PROVIDED RECORDS:
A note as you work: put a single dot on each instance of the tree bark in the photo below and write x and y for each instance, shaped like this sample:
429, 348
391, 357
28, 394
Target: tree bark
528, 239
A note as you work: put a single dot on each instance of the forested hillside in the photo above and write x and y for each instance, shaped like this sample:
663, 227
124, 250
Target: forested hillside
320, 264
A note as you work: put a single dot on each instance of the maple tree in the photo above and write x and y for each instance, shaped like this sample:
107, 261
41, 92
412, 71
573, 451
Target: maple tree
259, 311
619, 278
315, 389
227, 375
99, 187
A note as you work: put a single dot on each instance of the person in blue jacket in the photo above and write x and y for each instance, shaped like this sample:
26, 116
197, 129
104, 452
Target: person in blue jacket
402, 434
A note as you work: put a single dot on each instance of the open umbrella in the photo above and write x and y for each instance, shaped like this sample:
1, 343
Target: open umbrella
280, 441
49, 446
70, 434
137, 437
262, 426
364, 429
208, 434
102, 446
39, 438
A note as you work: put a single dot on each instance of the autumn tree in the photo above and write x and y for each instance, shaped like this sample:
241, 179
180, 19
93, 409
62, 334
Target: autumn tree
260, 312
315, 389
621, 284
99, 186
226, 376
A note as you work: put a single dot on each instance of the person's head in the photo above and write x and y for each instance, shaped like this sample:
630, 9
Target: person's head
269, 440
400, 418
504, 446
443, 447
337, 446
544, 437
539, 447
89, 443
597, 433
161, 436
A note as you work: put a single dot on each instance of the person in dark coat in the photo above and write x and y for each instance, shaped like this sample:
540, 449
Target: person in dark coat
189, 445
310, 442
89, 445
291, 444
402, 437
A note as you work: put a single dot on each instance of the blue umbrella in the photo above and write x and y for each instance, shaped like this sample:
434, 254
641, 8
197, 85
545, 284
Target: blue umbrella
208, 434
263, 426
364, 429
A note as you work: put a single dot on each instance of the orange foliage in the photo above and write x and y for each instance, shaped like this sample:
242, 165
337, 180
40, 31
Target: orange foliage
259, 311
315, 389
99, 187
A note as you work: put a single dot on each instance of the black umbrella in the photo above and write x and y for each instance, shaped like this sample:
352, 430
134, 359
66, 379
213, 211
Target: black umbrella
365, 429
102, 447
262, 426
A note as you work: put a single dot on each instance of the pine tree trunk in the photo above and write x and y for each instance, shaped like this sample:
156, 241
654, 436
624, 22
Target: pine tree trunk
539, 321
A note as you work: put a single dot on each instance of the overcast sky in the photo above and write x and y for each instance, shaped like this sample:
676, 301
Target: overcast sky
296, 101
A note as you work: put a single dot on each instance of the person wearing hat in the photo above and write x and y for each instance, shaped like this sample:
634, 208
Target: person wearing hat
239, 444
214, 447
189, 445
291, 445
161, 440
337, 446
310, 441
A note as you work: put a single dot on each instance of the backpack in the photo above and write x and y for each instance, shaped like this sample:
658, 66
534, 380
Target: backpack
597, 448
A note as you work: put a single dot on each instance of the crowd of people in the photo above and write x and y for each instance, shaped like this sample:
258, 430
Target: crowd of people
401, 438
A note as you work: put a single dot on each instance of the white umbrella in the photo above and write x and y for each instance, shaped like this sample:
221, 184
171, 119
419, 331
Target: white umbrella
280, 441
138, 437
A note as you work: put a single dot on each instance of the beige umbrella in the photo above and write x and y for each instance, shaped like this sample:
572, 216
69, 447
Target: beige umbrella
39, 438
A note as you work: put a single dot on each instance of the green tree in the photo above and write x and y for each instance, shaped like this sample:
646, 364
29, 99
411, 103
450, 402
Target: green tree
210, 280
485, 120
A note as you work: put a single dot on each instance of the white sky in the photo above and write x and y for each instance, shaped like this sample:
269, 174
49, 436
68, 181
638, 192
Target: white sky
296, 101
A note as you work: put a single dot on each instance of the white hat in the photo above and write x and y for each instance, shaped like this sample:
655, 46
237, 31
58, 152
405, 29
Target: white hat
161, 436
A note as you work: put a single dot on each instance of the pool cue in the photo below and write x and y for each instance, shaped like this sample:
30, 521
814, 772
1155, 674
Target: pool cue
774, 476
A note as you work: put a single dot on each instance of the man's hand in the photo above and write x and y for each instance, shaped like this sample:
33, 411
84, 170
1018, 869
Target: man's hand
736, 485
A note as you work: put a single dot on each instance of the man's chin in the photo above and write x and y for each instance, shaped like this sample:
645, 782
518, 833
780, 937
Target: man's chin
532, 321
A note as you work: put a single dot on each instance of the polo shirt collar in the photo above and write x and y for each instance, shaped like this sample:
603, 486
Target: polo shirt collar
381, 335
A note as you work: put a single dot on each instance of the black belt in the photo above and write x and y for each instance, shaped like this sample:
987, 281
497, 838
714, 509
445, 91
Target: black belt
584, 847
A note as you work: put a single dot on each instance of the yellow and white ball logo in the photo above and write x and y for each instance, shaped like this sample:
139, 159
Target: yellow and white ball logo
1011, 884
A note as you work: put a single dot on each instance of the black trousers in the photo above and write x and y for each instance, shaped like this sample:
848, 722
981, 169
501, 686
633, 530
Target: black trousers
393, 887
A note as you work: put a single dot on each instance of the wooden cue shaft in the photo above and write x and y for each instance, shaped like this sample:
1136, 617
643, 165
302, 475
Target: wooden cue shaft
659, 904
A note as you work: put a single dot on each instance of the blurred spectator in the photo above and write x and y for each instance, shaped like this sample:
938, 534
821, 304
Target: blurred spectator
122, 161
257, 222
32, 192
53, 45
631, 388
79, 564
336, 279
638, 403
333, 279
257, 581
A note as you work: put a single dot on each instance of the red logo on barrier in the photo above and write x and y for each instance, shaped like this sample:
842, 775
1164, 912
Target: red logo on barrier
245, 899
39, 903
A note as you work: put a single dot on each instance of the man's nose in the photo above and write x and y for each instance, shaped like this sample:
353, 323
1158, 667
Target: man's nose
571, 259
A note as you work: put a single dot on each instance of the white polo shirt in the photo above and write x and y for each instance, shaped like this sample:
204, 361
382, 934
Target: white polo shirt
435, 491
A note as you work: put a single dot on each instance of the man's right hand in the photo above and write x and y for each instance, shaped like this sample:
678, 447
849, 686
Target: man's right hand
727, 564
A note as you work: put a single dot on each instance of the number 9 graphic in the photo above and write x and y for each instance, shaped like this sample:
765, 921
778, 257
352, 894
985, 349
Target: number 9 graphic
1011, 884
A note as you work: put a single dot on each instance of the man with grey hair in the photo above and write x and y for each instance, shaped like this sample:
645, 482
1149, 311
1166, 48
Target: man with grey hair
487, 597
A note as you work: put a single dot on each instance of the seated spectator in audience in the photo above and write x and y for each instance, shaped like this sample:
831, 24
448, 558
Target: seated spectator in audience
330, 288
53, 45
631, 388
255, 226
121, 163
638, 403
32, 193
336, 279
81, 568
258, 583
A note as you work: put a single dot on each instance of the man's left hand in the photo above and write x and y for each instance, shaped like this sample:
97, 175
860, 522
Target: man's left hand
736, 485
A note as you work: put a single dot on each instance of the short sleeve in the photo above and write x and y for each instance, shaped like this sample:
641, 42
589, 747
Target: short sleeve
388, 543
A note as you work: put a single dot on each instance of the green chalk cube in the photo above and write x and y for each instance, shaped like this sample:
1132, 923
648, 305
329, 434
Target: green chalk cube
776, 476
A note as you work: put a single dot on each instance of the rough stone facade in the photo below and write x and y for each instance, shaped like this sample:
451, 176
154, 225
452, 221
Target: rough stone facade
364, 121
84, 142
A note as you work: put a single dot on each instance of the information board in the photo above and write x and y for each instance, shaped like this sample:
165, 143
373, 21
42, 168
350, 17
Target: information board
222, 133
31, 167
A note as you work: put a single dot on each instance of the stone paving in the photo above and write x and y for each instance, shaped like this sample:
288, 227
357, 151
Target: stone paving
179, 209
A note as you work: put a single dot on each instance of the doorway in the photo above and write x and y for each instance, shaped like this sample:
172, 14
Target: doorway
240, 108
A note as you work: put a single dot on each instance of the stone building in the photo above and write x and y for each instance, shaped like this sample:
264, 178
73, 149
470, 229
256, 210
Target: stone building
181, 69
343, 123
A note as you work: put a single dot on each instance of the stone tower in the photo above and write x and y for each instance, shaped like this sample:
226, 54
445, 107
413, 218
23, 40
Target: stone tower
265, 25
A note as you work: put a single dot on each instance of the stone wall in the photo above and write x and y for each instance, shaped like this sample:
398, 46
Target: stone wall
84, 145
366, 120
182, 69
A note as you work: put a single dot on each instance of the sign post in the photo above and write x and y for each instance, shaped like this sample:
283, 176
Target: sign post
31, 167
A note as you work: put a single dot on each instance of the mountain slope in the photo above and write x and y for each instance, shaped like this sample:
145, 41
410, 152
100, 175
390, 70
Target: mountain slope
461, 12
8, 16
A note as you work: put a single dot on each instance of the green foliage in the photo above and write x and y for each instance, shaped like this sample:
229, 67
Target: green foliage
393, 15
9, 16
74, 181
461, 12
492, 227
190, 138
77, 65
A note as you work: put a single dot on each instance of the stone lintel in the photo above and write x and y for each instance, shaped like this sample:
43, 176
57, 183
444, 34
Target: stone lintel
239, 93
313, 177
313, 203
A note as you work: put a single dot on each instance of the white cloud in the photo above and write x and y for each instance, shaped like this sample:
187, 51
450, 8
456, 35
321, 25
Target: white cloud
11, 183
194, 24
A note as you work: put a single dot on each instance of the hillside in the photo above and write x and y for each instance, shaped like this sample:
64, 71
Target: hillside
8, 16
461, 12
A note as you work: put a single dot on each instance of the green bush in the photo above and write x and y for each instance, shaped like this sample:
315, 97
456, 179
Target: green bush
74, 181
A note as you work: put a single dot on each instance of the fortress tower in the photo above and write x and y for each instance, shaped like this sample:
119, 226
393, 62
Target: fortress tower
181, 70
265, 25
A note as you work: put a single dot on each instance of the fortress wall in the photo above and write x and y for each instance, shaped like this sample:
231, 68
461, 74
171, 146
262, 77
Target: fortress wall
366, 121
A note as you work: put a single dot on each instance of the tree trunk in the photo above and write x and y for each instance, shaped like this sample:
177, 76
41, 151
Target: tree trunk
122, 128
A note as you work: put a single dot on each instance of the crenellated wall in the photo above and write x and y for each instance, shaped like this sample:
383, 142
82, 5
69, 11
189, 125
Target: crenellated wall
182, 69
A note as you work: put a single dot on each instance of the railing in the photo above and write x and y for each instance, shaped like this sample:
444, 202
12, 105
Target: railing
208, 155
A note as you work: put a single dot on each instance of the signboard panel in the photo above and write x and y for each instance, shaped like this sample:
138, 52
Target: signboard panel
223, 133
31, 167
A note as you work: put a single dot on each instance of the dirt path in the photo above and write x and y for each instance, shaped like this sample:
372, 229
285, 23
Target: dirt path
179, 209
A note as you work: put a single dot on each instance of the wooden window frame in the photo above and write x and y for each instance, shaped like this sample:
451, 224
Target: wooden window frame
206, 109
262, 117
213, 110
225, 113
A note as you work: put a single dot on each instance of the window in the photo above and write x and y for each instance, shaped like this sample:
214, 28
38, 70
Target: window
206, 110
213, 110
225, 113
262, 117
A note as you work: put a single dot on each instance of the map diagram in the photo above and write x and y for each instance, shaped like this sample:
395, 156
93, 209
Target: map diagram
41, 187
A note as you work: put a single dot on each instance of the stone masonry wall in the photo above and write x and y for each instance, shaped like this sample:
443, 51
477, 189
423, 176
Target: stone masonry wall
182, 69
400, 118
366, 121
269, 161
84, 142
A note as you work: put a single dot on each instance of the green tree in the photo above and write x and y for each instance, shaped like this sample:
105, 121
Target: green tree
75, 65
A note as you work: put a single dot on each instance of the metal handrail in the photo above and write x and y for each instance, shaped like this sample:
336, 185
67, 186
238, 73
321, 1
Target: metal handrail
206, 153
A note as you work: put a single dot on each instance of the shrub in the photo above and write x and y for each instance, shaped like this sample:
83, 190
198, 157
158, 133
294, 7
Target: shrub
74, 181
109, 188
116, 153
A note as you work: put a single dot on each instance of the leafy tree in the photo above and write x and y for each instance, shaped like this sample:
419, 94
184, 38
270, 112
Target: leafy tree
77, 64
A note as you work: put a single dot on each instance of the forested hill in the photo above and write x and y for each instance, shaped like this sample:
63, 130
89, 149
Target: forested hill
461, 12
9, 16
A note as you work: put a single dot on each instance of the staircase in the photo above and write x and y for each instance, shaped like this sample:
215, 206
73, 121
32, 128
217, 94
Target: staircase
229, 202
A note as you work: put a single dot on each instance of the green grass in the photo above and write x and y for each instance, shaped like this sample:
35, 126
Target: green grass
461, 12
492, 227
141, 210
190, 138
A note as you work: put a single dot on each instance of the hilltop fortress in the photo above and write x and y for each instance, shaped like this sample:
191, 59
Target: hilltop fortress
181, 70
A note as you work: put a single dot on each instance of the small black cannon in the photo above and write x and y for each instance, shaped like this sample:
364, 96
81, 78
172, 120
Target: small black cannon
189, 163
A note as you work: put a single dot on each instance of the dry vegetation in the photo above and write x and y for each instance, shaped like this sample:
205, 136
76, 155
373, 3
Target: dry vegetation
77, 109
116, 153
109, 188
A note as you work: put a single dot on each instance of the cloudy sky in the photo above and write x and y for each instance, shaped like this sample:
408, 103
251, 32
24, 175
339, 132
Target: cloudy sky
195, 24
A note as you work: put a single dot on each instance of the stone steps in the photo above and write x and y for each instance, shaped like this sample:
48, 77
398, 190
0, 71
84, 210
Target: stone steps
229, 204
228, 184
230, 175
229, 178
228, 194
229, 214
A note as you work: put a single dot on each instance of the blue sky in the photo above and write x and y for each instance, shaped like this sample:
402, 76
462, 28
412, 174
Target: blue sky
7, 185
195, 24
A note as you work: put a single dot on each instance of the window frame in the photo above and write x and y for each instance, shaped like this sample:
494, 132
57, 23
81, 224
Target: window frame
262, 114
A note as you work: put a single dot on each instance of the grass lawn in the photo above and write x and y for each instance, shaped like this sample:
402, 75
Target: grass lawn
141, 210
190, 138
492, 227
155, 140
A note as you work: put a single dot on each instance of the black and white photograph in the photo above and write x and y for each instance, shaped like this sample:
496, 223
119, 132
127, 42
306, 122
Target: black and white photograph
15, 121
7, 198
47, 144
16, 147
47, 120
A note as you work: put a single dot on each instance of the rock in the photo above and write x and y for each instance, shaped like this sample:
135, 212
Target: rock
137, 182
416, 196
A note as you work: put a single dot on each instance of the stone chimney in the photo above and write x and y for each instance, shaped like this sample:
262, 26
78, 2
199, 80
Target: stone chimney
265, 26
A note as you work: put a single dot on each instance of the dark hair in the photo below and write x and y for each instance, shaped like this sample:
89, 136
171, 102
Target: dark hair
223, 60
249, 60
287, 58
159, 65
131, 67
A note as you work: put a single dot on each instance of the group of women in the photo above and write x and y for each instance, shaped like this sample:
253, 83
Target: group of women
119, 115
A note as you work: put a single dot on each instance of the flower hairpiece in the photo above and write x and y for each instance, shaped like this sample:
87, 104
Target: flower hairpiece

WRITTEN EXERCISE:
Output exactly the lines from the one containing "of the rock" through the last line of the entries, both ends included.

EXERCISE RESPONSE:
A note as you work: put a single dot on each instance of the rock in the photo above and write x and y for each instance, shaped like this sample:
135, 212
Target: rock
137, 182
416, 196
A note as you work: put a single dot on each instance of the stone chimney in the photo above and write x and y for each instance, shaped like this sample:
262, 26
78, 2
199, 80
Target: stone chimney
265, 26
A note as you work: put a single dot on each instance of the dark hair in the photo below and write x and y for each instance, shaped like this sample:
89, 136
171, 102
Target: dark hair
223, 60
249, 60
287, 58
159, 65
131, 67
A note as you work: put a single dot on each instance of the group of women in the photo above and write x and y for each instance, shaped like this sample:
253, 83
Target: group of women
119, 115
A note as you work: put a single dot on each instance of the flower hairpiece in the photo above and write x and y for each instance, shaped like this sample:
87, 104
Target: flower hairpiece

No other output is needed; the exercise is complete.